# EXERCISE INPUT start

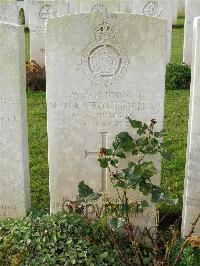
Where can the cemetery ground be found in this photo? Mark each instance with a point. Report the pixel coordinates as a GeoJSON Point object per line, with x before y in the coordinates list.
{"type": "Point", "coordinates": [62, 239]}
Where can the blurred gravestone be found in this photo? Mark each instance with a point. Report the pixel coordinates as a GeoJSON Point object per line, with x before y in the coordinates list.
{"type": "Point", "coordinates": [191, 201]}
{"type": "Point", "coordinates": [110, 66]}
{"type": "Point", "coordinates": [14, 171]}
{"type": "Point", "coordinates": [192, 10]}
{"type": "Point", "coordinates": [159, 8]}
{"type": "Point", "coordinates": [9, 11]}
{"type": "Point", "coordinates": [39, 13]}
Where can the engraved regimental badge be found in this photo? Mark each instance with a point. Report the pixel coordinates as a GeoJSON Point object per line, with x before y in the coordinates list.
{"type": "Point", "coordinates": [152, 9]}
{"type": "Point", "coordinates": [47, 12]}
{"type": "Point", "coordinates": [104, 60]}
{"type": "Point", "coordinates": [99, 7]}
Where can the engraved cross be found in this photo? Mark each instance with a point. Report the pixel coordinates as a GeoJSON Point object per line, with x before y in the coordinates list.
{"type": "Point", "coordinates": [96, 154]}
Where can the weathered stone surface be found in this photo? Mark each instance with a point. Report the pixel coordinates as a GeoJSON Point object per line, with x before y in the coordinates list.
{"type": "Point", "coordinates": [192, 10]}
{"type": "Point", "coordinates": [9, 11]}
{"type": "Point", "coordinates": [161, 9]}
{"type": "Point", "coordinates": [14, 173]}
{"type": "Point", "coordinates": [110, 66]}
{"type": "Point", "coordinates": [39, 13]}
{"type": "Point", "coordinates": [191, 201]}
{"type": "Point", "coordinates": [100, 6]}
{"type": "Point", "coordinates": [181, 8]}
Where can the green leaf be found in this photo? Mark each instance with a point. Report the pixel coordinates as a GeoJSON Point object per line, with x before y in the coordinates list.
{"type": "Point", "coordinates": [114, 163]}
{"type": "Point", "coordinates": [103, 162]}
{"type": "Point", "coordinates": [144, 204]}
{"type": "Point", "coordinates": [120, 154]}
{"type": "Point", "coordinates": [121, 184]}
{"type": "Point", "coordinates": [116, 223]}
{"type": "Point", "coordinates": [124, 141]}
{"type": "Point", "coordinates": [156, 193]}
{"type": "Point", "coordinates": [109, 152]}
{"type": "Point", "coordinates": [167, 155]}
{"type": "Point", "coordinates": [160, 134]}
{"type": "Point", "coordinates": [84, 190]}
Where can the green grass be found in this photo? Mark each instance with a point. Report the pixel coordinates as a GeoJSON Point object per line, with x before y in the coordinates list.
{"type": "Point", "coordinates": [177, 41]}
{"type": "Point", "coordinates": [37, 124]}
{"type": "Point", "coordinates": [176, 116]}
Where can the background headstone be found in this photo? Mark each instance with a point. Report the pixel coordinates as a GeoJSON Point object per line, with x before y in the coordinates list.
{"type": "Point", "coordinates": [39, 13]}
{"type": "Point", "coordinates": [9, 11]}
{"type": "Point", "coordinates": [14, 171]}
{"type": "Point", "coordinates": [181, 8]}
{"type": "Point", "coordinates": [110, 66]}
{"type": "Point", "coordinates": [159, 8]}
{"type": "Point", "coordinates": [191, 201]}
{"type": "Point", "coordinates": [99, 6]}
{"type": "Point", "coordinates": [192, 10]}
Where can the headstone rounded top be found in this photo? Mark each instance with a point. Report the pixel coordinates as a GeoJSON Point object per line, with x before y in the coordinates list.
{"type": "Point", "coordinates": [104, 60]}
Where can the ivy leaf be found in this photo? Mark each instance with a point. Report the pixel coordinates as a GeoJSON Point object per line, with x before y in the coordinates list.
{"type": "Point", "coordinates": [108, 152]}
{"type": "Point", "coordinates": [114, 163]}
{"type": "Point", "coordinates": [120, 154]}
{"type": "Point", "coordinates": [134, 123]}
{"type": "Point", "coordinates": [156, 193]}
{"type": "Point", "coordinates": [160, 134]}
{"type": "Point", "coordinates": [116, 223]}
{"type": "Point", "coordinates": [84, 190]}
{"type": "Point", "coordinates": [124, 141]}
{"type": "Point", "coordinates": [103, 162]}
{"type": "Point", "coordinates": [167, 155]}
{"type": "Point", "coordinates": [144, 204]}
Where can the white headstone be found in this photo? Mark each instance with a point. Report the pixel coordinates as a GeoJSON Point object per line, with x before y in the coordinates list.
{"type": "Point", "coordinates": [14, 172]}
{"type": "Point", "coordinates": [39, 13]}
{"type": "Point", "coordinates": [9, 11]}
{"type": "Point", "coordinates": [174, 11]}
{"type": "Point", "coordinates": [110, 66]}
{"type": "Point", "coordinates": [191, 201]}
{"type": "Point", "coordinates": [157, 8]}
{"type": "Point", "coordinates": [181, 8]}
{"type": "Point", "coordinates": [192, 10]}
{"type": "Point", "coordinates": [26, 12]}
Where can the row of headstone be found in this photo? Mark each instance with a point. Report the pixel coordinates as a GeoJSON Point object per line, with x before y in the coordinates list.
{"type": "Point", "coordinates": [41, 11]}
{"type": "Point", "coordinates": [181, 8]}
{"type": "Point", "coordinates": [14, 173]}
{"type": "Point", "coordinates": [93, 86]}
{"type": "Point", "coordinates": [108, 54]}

# EXERCISE INPUT end

> TASK PROMPT
Exactly and exclusively, repeat the lines from the line that contains "Where can the row" through the end of the records, both ends included.

> TASK ANSWER
Where can the row of headstone be found in this photo? Mark each instance with a point. Report the pixel coordinates as a GeoJSON Point object per line, with x before y in the coordinates list.
{"type": "Point", "coordinates": [41, 11]}
{"type": "Point", "coordinates": [181, 8]}
{"type": "Point", "coordinates": [14, 173]}
{"type": "Point", "coordinates": [93, 86]}
{"type": "Point", "coordinates": [108, 54]}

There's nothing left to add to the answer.